RECORDS SUPPLIED Block Start

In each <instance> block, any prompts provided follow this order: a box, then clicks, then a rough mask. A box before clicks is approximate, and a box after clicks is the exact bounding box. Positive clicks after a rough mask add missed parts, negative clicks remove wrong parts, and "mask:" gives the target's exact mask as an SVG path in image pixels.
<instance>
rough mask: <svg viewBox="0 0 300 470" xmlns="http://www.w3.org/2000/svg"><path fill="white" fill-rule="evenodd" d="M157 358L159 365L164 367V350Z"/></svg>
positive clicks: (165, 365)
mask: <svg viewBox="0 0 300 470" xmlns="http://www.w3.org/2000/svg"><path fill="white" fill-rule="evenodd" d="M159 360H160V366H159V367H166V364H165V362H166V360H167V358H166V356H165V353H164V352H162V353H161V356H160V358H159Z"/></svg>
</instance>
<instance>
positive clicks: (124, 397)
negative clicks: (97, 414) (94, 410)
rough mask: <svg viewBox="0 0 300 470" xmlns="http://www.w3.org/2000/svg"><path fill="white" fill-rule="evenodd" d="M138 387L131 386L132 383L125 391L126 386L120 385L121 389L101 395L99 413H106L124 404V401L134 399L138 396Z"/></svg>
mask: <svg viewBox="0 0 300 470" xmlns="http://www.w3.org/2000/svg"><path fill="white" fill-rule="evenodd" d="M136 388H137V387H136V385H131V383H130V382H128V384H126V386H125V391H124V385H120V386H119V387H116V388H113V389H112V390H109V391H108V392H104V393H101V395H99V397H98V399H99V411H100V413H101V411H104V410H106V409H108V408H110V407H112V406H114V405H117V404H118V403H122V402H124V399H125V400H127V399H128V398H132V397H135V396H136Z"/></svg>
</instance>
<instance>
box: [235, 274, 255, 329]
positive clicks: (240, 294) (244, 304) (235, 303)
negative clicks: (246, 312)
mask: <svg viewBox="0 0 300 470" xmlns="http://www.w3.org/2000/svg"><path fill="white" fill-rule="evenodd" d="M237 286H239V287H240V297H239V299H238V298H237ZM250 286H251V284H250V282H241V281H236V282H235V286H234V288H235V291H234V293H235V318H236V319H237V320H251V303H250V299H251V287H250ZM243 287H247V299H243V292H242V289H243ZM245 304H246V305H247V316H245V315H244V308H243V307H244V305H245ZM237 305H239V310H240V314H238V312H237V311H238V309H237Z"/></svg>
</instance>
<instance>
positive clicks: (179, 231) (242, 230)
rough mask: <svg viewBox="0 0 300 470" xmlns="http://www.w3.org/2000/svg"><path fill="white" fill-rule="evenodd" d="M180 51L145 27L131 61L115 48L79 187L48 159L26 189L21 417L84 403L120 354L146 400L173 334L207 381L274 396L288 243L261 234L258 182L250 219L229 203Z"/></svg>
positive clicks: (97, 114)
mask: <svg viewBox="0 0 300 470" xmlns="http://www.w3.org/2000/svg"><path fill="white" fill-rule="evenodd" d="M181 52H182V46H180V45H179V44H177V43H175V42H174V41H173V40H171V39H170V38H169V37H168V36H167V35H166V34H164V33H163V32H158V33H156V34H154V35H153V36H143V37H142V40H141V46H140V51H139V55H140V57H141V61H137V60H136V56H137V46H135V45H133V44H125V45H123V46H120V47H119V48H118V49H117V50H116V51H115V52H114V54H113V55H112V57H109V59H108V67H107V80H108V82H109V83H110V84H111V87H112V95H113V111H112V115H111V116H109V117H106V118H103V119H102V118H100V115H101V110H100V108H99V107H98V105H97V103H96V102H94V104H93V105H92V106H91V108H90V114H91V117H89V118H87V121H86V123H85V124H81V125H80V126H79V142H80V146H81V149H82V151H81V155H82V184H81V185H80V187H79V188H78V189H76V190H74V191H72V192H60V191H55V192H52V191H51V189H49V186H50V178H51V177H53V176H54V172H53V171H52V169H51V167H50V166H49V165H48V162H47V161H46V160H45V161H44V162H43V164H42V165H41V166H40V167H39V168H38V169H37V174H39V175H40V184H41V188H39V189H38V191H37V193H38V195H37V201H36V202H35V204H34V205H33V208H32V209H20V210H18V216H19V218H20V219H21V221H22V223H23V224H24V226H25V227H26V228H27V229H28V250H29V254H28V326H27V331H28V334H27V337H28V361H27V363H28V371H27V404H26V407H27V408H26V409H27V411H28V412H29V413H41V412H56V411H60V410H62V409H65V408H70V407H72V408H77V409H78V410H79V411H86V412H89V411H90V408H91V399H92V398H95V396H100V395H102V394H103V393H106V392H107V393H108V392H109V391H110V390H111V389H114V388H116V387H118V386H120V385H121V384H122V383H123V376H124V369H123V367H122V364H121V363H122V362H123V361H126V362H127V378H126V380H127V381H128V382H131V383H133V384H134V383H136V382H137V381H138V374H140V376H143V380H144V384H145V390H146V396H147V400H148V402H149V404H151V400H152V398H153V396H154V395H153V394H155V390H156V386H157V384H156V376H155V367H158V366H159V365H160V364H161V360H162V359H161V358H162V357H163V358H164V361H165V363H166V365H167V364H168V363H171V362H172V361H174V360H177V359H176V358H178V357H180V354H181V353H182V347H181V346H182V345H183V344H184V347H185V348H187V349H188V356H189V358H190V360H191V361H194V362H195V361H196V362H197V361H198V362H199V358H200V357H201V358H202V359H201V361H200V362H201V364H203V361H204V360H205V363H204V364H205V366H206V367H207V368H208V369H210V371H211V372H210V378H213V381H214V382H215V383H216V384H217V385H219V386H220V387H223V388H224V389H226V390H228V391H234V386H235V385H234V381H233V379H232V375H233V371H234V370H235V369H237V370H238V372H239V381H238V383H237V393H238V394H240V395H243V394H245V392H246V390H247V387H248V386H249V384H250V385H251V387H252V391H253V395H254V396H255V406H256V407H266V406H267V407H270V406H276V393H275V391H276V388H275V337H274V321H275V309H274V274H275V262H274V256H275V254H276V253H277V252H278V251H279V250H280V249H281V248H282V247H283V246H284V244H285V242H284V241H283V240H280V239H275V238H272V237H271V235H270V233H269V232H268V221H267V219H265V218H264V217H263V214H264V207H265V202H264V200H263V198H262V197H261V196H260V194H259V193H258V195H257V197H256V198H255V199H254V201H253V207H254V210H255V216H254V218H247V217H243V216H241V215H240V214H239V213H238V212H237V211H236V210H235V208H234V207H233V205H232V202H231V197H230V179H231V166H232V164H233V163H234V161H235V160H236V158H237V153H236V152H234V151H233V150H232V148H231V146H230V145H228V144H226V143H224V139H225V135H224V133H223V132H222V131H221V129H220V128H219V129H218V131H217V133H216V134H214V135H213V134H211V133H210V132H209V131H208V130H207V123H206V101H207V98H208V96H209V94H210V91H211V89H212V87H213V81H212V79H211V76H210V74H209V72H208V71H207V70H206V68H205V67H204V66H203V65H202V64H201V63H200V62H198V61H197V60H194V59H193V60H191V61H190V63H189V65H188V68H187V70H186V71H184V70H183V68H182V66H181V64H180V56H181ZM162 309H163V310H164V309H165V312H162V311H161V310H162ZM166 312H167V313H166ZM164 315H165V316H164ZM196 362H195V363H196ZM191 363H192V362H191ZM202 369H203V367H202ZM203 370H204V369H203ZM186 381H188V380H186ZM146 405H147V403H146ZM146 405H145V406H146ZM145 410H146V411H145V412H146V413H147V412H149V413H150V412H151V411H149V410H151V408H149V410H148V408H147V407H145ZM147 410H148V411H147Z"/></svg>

RECORDS SUPPLIED Block End

__PROBLEM TO WORK ON__: You are asked to transcribe the complete data exactly.

__SOLUTION FOR THIS EXERCISE__:
In each <instance> block, any prompts provided follow this order: a box, then clicks, then a rough mask. A box before clicks is approximate, and a box after clicks is the exact bounding box. Positive clicks after a rough mask add missed parts, negative clicks remove wrong parts, and "mask:" gives the target's exact mask as an SVG path in image pixels.
<instance>
rough mask: <svg viewBox="0 0 300 470" xmlns="http://www.w3.org/2000/svg"><path fill="white" fill-rule="evenodd" d="M157 358L159 365L164 367V350Z"/></svg>
positive clicks: (165, 365)
mask: <svg viewBox="0 0 300 470" xmlns="http://www.w3.org/2000/svg"><path fill="white" fill-rule="evenodd" d="M159 360H160V366H159V367H166V364H165V362H166V360H167V358H166V356H165V353H164V352H162V353H161V356H160V358H159Z"/></svg>
</instance>
<instance>
positive clicks: (124, 397)
negative clicks: (97, 414) (94, 410)
rough mask: <svg viewBox="0 0 300 470" xmlns="http://www.w3.org/2000/svg"><path fill="white" fill-rule="evenodd" d="M138 387L131 386L132 383L125 391L126 386L120 385L121 389L101 395L99 413H106L124 404V401L134 399L138 396Z"/></svg>
mask: <svg viewBox="0 0 300 470" xmlns="http://www.w3.org/2000/svg"><path fill="white" fill-rule="evenodd" d="M136 388H137V387H136V385H131V383H130V382H128V384H126V386H125V391H124V385H120V386H119V387H116V388H113V389H112V390H109V391H108V392H104V393H101V395H99V397H98V399H99V411H100V413H101V411H104V410H106V409H108V408H110V407H112V406H114V405H117V404H118V403H122V402H124V399H125V400H127V399H128V398H132V397H135V396H136Z"/></svg>
</instance>
<instance>
box: [235, 274, 255, 329]
positive clicks: (240, 294) (244, 304) (235, 303)
negative clicks: (246, 312)
mask: <svg viewBox="0 0 300 470" xmlns="http://www.w3.org/2000/svg"><path fill="white" fill-rule="evenodd" d="M237 286H239V287H240V297H239V299H238V298H237ZM250 286H251V284H250V282H241V281H236V282H235V286H234V288H235V291H234V293H235V318H236V319H237V320H251V303H250V299H251V287H250ZM243 287H247V299H243V292H242V289H243ZM245 304H246V305H247V316H245V315H244V308H243V307H244V305H245ZM237 305H239V310H240V314H238V312H237V311H238V309H237Z"/></svg>
</instance>
<instance>
positive clicks: (179, 231) (242, 230)
rough mask: <svg viewBox="0 0 300 470" xmlns="http://www.w3.org/2000/svg"><path fill="white" fill-rule="evenodd" d="M180 51L145 27L131 61L115 48L79 187L48 159L26 189L21 417L84 403L120 354L146 400L173 334L207 381L274 396L288 243L261 234L258 182L250 219L229 203Z"/></svg>
positive clicks: (97, 114)
mask: <svg viewBox="0 0 300 470" xmlns="http://www.w3.org/2000/svg"><path fill="white" fill-rule="evenodd" d="M181 52H182V46H180V45H179V44H177V43H175V42H174V41H173V40H171V39H170V38H169V37H168V36H167V35H166V34H164V33H163V32H158V33H156V34H154V35H153V36H143V37H142V40H141V46H140V51H139V55H140V57H141V61H137V60H136V56H137V46H135V45H133V44H125V45H123V46H120V47H119V48H118V49H117V50H116V51H115V52H114V54H113V55H112V57H109V59H108V67H107V80H108V82H109V83H110V84H111V87H112V95H113V111H112V115H111V116H109V117H106V118H103V119H102V118H100V115H101V110H100V108H99V107H98V105H97V103H96V102H94V104H93V105H92V106H91V108H90V114H91V117H89V118H87V121H86V123H85V124H81V125H80V126H79V142H80V146H81V149H82V151H81V155H82V184H81V185H80V187H79V188H78V189H76V190H74V191H72V192H60V191H55V192H52V191H51V189H49V186H50V178H51V177H53V176H54V172H53V171H52V169H51V167H50V166H49V165H48V162H47V161H46V160H45V161H44V162H43V164H42V165H41V166H40V167H39V168H38V169H37V174H39V175H40V184H41V188H39V189H38V191H37V193H38V195H37V201H36V202H35V204H34V205H33V208H32V209H20V210H18V216H19V218H20V219H21V221H22V223H23V224H24V226H25V227H26V228H27V229H28V250H29V254H28V326H27V331H28V334H27V337H28V361H27V363H28V371H27V404H26V407H27V408H26V409H27V411H28V412H29V413H41V412H56V411H60V410H62V409H65V408H70V407H72V408H77V409H78V410H79V411H86V412H89V411H90V408H91V399H92V398H95V396H100V395H102V394H103V393H106V392H107V393H108V392H109V391H110V390H111V389H114V388H116V387H118V386H120V385H121V384H122V383H123V376H124V369H123V367H122V364H121V363H122V362H123V361H126V362H127V378H126V380H127V381H128V382H131V383H133V384H134V383H136V382H137V381H138V374H140V376H143V380H144V384H145V390H146V396H147V400H148V402H149V404H151V400H152V398H153V396H154V395H153V394H155V390H156V386H157V384H156V376H155V367H158V366H159V365H160V364H161V360H162V359H161V358H162V357H163V358H164V361H165V363H166V365H167V364H168V363H171V362H172V361H174V360H177V359H176V358H178V357H180V354H181V353H182V347H181V346H182V345H183V344H184V347H185V348H187V349H188V356H189V358H190V360H191V361H194V362H195V361H196V362H197V361H198V362H199V358H200V357H201V358H202V359H201V361H200V362H201V364H203V361H204V360H205V363H204V364H205V366H206V367H207V368H208V369H210V371H211V372H210V378H213V381H214V382H215V383H216V384H217V385H219V386H220V387H223V388H224V389H226V390H228V391H234V386H235V385H234V381H233V379H232V375H233V371H234V370H235V369H237V370H238V372H239V381H238V383H237V393H238V394H240V395H243V394H245V392H246V390H247V387H248V386H249V384H250V385H251V387H252V391H253V395H254V396H255V406H256V407H266V406H267V407H270V406H276V393H275V391H276V388H275V337H274V321H275V309H274V274H275V262H274V256H275V254H276V253H277V252H278V251H279V250H280V249H281V248H282V247H283V246H284V244H285V242H284V241H283V240H280V239H275V238H272V237H271V235H270V233H269V232H268V221H267V219H265V218H264V217H263V214H264V207H265V202H264V200H263V198H262V197H261V196H260V194H259V193H258V195H257V197H256V198H255V199H254V201H253V207H254V210H255V216H254V218H247V217H243V216H241V215H240V214H239V213H238V212H237V211H236V210H235V208H234V207H233V205H232V202H231V197H230V179H231V166H232V164H233V163H234V161H235V160H236V158H237V153H236V152H234V151H233V150H232V148H231V146H230V145H228V144H226V143H224V139H225V135H224V133H223V132H222V131H221V129H220V128H219V129H218V131H217V133H216V134H214V135H213V134H211V133H210V132H209V131H208V130H207V123H206V101H207V98H208V96H209V94H210V91H211V89H212V87H213V81H212V79H211V76H210V74H209V72H208V71H207V70H206V68H205V67H204V66H203V65H202V64H201V63H200V62H198V61H197V60H194V59H193V60H191V61H190V63H189V65H188V68H187V70H186V71H184V70H183V68H182V66H181V64H180V56H181ZM162 309H163V310H164V309H165V312H162V311H161V310H162ZM166 312H167V313H166ZM164 315H165V316H164ZM196 362H195V363H196ZM191 363H192V362H191ZM202 369H203V367H202ZM203 370H204V369H203ZM186 381H188V380H186ZM146 405H147V403H146ZM146 405H145V406H146ZM145 410H146V411H145V412H146V413H147V412H149V413H150V412H151V411H149V410H151V408H149V410H148V408H147V407H145ZM147 410H148V411H147Z"/></svg>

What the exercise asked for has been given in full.